• SOURCE EXCERPT:
A trail sign at Mount Buller ski resort.

Trail ratings in Australia are the same as in the U.S. and Canada, but most resorts have additional helpful signage aids to direct guests to key areas.

 

Navigation

But if and when you’re not out of bounds, you’ll probably be relying on the resorts for guidance on the ski trails. And here, if you’re used to skiing or riding in the U.S. or Canada, the trail rating system will feel familiar: the green circle, blue square, and black diamond symbols carry the same beginner, intermediate, and advanced/expert meanings. Signage is largely similar to North America’s, but Australia’s mountains generally add a couple of other helpful touches. Many resorts place tall poles along popular runs to aid with navigation during low-visibility days, which is a frequent necessity in high-alpine areas when storms roll through. But in some cases, these poles go beyond that, even guiding you toward key amenities like restaurants, lifts, or base areas. These can be a welcome orientation tool to the mountain layout even when visibility at the resort is totally clear.

 
The Wombat Quad chairlift at Mount Buller ski resort.

Australia’s ski resorts have some modern lifts, but many are slow or outdated.

 

Lifts

For the most part, those familiar with U.S. skiing will find the lift infrastructure to feel pretty similar. Australian ski resorts use the same manufacturers—Doppelmayr and Leitner-Poma—and you won’t find any of the brands that primarily do business in Europe. However, the prevalence of platters and t-bars in Australia is notable. Surface lifts are common on exposed ridgelines where wind makes running a chairlift impractical, and mastering the platter and t-bar quickly becomes part of the Australian ski experience if you want to cover the whole mountain. But on the chairlifts themselves, one big difference versus parts of North America is the strictness of the safety bar rules; if you’re used to riding with the bar up in the U.S., expect to be called out immediately if you try that here.

In general, Australia’s ski resorts have some contemporary lifts, but others are slow and there’s only one gondola within the region. However, Australia is also home to one of the quirkiest ski lift experiences in the world: the Skitube Alpine Railway at Perisher. This underground train—the only ski train outside of Europe—moves skiers and riders from a base terminal near Jindabyne up through a long tunnel into the heart of the resort. The Skitube has a mid-station at the main Perisher base before topping out at the mid-mountain Blue Cow area, so it does genuinely function as a ski lift. The train cars are far from the sleek, modern trains you see in Switzerland, but the Skitube is functional, efficient, and undeniably unique. One way to put it is that riding it feels like stepping into a piece of ski history that happens to still be running.

 

Perisher’s Skitube may not be the prettiest, but it’s the only train that directly serves ski resort slopes outside of Europe.

• SUPPLIED MATERIAL:
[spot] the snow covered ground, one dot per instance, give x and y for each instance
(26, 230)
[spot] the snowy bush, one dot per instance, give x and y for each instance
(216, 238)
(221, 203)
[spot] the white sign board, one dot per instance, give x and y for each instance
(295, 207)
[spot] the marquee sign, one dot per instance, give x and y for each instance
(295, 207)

• REQUIREMENTS:
Please explain, in one to three sentences, why the excerpt on skiing in Australia says surface lifts such as platters and t-bars are common on exposed ridgelines.

• FINISHED EXERCISE:
Surface lifts are common on exposed ridgelines because the wind there makes running a chairlift impractical.